SELECTED EXTRACT ▸
'''

There are well over 60 distinct operating systems for commercial use categorised on Wikipedia. Those are merely the noteworthy listings with reputable citations.

We’ve all tasted Windows. Some savour MacOS. The computer-savvy favour various flavours and dressings of GNU/Linux, and by extension, Android. The software memers relish the acquired taste of TempleOS. That leaves us with at least 55 more to sample today.

OS stack

Extensive research to this day is perpetually pushing performance and standards in operating systems, notably in the study of microkernels. Before we sift the tangled timeline of operating systems, it’s worth examining just what they do in the first place. Afterwards, I will serve tales of sleazy deals that tail significant breakthroughs in the history of computing.

Menu | Operating Systems

At their core, operating systems allocate resources and manage program execution. Acting as helpful sealants closing the gap between application software and hardware, they are themselves software programs. The key idea being, developers need not understand underlying units – hard disk, RAM, mouse, keyboard – to sensibly write code.

To illustrate this point, consider web development. Backend engineers can remain ignorant of any physical components so long as they conform to the web server’s operating systems. Similarly, frontend engineers can remain platform-agnostic, provided our browsers can compile the web’s language such as Javascript.

'''

INFORMATION SUPPLIED ▸
'''

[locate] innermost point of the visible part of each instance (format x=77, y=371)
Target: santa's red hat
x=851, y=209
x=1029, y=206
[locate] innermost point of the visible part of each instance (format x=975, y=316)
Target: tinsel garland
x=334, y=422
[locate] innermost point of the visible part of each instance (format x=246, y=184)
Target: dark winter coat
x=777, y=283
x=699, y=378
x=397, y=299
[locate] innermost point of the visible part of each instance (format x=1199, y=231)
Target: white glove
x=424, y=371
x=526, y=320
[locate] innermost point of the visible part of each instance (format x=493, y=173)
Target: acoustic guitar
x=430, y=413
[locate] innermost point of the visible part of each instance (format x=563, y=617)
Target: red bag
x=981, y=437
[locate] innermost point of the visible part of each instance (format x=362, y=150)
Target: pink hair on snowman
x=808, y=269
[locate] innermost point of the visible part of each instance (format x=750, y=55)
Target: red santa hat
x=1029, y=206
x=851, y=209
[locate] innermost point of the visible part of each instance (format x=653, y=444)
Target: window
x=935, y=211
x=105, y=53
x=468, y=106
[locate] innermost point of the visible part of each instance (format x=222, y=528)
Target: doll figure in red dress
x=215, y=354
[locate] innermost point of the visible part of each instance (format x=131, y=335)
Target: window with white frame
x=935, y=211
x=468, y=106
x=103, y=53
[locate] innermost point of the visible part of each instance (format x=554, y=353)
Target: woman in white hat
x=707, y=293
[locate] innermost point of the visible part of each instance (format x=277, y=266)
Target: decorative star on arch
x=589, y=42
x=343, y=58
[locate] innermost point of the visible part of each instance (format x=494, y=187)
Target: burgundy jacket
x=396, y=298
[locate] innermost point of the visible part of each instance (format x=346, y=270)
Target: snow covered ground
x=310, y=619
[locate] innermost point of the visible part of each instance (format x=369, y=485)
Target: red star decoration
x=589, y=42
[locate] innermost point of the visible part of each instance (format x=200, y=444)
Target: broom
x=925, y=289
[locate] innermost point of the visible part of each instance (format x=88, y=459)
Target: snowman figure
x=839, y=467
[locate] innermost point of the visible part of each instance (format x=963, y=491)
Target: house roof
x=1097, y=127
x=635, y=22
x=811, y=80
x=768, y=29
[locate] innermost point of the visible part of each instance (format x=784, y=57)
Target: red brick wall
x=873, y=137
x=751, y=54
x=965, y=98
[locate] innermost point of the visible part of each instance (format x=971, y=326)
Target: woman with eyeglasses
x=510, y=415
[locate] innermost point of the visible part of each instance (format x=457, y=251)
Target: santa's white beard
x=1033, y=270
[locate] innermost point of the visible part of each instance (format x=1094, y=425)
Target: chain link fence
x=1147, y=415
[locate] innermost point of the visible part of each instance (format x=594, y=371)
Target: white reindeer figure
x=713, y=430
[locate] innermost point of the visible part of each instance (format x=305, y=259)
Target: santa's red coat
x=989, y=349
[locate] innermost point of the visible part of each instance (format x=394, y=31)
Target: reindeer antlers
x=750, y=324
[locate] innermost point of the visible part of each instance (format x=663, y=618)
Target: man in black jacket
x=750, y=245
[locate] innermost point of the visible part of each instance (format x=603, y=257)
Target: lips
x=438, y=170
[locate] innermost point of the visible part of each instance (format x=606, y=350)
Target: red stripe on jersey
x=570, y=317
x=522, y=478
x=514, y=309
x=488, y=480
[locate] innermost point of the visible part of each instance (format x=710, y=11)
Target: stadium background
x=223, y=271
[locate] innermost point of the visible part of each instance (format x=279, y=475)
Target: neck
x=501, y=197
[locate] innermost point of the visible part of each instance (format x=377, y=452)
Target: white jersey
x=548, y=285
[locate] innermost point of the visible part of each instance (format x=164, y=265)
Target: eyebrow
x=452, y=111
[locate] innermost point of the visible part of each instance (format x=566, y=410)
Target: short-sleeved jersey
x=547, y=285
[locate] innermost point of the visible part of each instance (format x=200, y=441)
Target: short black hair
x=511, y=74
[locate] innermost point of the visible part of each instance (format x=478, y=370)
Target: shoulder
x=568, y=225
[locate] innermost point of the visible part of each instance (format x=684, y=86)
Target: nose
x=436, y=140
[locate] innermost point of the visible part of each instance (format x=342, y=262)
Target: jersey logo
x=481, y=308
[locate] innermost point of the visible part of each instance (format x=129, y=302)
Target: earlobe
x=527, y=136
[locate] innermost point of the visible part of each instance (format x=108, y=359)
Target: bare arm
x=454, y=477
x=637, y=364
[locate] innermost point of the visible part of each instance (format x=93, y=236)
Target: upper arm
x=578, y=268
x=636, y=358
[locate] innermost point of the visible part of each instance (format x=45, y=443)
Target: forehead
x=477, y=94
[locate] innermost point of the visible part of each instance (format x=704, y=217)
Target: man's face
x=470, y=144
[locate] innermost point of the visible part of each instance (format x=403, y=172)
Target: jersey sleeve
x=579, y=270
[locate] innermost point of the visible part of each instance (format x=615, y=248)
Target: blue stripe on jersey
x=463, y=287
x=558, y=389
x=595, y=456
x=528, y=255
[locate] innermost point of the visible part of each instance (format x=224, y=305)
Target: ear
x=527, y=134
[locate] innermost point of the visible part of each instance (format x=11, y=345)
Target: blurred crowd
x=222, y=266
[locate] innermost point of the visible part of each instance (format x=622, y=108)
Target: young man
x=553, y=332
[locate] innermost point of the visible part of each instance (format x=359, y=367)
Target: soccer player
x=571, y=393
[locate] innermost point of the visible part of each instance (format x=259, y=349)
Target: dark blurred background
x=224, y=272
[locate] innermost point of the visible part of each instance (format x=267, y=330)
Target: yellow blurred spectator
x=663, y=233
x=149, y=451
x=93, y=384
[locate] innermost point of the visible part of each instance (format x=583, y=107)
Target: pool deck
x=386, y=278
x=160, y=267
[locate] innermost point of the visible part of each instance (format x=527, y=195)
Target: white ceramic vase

'''

WHAT IS ASKED ▸ Resume the piece on operating systems after its last sentence, the one ending "such as Javascript." The records have nothing to do with this.

TASK OUTPUT ▸
Different use cases require different intermediaries aptly named operating systems. For instance, the hardware architecture of my laptop doesn’t scale so well to one found in a typical game console. A supercomputer is a different matter altogether. It is then unsurprising to note that a large share of the 55 others are near-obsolete today. They eat less than 5% of the desktop operating systems pie. The hardware for which they were intended have aged like fine wine.

Now, let’s start by paying homage to the sizzling 40s.

Starter | Plugboards | 1st Gen Computing

IBM served the very first electronic computers in 1939. They functioned as simple numerical calculators crunching trigonometry and logarithm tables. They lacked operating systems however. This is unimaginably horrifying today: programming was done in absolute machine language by wiring up plugboards into these dinosaurs. Programs simply weren’t portable due to a lack of one-size-fits-all-hardware programming language compilers during this epoch. The programmers had to wait agonising hours hoping the vacuum tubes forming the circuitry wouldn’t sizzle out like their willpower.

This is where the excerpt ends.